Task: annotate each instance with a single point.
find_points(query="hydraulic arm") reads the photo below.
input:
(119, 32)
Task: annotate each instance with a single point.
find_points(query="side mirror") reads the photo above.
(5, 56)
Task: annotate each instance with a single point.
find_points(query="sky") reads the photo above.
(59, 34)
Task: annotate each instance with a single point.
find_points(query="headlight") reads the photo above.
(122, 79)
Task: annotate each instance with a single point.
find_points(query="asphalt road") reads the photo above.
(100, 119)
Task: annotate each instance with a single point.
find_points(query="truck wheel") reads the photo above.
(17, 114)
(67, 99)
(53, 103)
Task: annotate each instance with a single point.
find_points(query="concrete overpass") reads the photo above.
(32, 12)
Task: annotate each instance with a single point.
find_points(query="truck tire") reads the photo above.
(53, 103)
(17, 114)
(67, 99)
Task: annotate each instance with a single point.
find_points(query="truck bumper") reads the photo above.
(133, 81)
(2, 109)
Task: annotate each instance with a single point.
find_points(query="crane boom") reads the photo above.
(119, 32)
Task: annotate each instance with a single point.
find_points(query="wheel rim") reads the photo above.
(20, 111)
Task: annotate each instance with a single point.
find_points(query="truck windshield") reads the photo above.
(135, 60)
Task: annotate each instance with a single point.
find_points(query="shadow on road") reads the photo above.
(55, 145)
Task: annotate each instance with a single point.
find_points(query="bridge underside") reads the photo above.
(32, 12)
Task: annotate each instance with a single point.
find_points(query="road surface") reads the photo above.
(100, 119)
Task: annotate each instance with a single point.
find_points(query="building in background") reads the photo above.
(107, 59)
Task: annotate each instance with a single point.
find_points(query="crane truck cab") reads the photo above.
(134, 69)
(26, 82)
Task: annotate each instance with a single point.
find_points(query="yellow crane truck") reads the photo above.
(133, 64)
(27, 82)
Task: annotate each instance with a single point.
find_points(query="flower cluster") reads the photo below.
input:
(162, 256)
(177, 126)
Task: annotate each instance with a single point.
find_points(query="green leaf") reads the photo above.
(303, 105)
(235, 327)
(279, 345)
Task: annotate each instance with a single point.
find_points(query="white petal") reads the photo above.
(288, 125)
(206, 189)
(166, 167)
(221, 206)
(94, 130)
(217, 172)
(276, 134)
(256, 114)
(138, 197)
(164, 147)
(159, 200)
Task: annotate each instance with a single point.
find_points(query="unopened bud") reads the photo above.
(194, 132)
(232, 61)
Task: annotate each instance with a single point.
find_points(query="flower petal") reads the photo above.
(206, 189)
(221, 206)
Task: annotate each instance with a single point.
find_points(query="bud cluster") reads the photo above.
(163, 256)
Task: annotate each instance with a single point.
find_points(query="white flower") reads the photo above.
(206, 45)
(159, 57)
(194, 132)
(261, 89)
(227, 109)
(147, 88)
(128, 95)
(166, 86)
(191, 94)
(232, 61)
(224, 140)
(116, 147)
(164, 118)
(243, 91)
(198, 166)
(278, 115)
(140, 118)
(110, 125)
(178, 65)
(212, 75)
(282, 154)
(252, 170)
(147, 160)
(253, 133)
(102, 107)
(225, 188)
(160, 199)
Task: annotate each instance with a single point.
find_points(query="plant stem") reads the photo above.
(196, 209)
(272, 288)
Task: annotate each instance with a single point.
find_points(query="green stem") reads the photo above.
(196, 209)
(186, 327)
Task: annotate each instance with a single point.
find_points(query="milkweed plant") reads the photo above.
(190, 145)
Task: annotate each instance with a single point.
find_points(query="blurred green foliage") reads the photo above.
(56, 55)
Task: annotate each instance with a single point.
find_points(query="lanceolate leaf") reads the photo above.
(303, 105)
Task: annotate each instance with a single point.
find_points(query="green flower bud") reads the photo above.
• • • • • • •
Pick out every line in the listing above that contains the word "green".

● ANSWER BELOW
find_points(query="green leaf") reads the photo above.
find_points(query="green stem") reads the photo above.
find_points(query="blurred green foliage") reads the photo above.
find_points(query="green flower bud") reads the photo above.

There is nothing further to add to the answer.